From the records below, please print only the lines from the one containing "Please trace the outline of every instance of the <item>concrete" through the one containing "Please trace the outline of every instance of the <item>palm", both included. Skip the pictures.

[Data extracted from a collection]
========================================================================

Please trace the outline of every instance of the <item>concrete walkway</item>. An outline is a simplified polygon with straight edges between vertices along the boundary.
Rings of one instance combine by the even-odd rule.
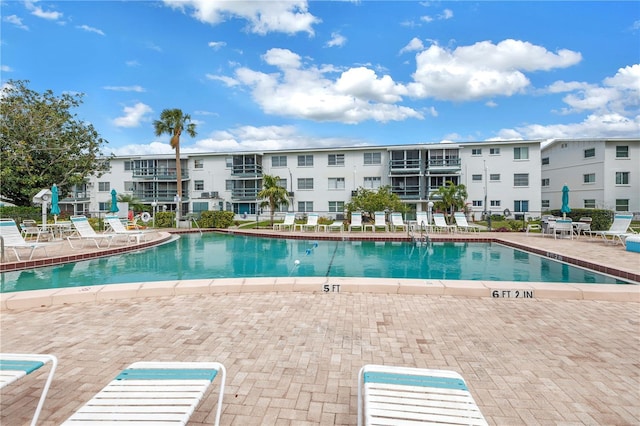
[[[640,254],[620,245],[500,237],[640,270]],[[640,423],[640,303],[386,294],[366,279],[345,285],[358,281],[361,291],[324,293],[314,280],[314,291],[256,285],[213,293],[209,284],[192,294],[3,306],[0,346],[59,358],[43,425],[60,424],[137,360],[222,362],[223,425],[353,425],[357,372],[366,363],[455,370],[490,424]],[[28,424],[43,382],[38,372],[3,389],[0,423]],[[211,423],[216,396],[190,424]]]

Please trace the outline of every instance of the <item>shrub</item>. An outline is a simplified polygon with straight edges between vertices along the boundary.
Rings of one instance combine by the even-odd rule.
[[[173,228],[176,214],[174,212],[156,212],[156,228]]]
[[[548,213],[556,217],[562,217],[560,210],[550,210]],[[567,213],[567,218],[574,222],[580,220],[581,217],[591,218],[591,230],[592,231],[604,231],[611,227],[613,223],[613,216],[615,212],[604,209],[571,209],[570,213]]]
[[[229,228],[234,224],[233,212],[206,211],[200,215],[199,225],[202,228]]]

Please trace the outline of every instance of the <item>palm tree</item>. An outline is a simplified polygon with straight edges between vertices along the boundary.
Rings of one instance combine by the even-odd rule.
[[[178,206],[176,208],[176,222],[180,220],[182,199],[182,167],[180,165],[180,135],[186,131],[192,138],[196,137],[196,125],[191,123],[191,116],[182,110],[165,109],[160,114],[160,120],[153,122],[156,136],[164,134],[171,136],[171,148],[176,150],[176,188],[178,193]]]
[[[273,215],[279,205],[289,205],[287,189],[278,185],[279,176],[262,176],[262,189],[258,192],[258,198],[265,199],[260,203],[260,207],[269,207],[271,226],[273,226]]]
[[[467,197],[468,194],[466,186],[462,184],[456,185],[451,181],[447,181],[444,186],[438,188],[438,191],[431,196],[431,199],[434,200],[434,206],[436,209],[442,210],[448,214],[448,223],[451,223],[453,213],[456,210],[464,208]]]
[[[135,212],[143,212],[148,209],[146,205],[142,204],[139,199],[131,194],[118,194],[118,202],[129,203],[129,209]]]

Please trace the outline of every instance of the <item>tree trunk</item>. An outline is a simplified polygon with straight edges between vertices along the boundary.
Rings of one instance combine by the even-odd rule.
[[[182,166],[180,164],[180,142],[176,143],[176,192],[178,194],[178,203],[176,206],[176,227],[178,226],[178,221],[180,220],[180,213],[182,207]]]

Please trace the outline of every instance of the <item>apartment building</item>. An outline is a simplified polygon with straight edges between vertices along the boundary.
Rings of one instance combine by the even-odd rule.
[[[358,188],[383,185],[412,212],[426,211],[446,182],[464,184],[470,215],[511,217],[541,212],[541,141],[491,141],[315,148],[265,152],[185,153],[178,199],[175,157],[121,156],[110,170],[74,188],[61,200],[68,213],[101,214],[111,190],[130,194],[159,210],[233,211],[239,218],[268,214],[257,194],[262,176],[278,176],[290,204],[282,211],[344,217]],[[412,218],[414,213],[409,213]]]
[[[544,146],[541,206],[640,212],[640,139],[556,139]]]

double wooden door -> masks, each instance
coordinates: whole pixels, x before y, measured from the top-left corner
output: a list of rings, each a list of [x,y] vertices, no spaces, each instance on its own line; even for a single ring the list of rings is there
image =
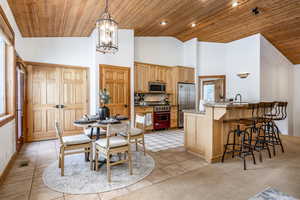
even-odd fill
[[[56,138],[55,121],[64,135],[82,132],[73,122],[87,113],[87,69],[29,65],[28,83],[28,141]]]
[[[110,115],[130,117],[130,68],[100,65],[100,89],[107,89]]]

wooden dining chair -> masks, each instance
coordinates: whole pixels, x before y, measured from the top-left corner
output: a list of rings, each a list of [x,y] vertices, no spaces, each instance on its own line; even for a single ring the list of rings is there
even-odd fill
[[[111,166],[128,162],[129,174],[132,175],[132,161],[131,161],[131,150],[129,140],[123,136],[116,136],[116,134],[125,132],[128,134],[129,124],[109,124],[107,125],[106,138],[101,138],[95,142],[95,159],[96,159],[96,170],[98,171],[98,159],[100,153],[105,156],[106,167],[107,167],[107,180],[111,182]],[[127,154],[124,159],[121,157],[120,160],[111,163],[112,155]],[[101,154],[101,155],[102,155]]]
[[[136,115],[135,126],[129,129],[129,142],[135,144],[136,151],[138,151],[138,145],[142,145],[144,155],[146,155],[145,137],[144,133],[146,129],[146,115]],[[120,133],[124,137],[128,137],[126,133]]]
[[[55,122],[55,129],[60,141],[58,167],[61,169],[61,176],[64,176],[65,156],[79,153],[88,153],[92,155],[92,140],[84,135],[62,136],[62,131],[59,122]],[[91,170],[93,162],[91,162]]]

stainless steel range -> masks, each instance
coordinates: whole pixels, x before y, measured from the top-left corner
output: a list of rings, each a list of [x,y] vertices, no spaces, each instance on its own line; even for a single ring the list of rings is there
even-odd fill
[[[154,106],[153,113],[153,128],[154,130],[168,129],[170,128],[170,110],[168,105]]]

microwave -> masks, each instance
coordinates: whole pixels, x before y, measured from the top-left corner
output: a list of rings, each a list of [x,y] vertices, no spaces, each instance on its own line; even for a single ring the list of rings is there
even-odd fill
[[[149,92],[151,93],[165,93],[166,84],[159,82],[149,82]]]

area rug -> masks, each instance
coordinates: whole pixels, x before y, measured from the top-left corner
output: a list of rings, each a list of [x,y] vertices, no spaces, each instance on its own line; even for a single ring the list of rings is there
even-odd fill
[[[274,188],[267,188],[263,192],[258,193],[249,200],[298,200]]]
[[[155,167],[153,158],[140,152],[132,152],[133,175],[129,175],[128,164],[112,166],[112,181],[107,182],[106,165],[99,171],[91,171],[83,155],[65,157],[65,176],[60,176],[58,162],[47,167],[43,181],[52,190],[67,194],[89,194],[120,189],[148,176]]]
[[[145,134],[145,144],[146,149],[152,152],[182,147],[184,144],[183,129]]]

========================================================================

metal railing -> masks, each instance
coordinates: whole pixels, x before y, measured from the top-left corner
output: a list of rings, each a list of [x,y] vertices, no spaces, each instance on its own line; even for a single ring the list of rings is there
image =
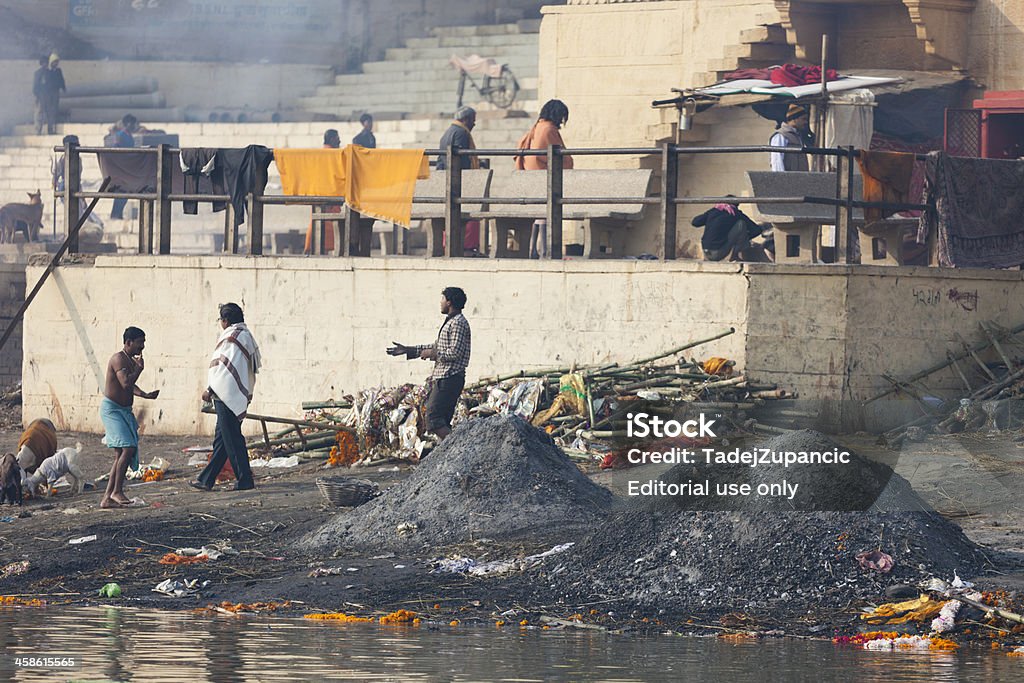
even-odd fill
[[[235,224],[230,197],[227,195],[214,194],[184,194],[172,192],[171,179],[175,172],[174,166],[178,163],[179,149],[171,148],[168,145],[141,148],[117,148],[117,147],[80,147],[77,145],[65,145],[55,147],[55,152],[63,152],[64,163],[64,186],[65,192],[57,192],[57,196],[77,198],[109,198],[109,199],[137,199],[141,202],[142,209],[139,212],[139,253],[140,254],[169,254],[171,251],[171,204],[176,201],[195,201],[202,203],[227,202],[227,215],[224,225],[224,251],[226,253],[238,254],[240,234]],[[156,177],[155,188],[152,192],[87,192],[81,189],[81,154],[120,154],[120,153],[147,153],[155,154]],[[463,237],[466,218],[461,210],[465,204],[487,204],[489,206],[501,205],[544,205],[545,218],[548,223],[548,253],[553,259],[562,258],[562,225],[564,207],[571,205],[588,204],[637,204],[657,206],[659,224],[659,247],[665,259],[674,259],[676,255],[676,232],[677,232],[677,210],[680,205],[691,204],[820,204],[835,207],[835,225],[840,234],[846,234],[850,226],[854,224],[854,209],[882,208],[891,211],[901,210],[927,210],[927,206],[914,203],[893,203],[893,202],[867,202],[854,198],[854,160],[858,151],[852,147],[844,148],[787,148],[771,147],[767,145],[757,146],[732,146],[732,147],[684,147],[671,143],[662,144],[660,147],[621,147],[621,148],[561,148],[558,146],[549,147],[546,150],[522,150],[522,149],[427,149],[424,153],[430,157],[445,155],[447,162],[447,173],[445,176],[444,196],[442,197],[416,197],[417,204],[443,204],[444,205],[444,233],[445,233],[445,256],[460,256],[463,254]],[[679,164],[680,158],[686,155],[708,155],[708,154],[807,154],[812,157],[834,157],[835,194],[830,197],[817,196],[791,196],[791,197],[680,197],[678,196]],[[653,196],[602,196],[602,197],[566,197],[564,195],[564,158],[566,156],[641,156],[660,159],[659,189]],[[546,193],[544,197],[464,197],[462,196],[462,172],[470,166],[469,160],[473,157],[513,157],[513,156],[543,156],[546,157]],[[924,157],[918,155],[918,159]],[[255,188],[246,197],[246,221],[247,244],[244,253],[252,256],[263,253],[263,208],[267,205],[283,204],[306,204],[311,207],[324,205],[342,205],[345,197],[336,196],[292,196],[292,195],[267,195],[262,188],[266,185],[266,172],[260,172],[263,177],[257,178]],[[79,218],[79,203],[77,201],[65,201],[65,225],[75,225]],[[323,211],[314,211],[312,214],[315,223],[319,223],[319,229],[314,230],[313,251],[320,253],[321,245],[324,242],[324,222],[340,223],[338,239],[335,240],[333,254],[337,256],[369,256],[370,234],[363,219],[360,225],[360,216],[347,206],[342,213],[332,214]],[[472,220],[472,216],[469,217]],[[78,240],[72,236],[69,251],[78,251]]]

========================================================================

▸ SOLVED EXERCISE
Please trace the outline of every instance of the <item>concrete walkway</item>. An outline is a simplified polygon with straight edges between vertices along the boundary.
Rings of one instance combine by the even-odd rule.
[[[640,254],[620,245],[500,237],[640,270]],[[640,423],[640,303],[386,294],[366,279],[345,285],[358,281],[361,291],[324,293],[314,280],[314,291],[256,285],[213,293],[209,284],[192,294],[3,306],[0,346],[59,358],[43,425],[60,424],[137,360],[222,362],[223,425],[353,425],[357,372],[366,363],[455,370],[490,424]],[[28,424],[43,382],[38,372],[3,389],[0,423]],[[211,423],[216,396],[190,424]]]

Please trace the outline of every instance of the <item>shrub</item>. An outline is a simplified polygon with straight edges between vertices along the boundary.
Rings of one instance combine by the even-odd rule.
[[[173,228],[176,214],[174,212],[156,212],[156,228]]]
[[[548,213],[556,217],[562,217],[560,210],[550,210]],[[567,213],[567,218],[574,222],[580,220],[581,217],[591,218],[591,230],[592,231],[604,231],[611,227],[613,223],[613,216],[615,212],[604,209],[571,209],[570,213]]]
[[[229,228],[234,224],[233,212],[206,211],[200,215],[199,225],[202,228]]]

Please trace the outline of every instance of the <item>palm tree</item>. An outline is a simplified polygon with straight edges between vertices along the boundary.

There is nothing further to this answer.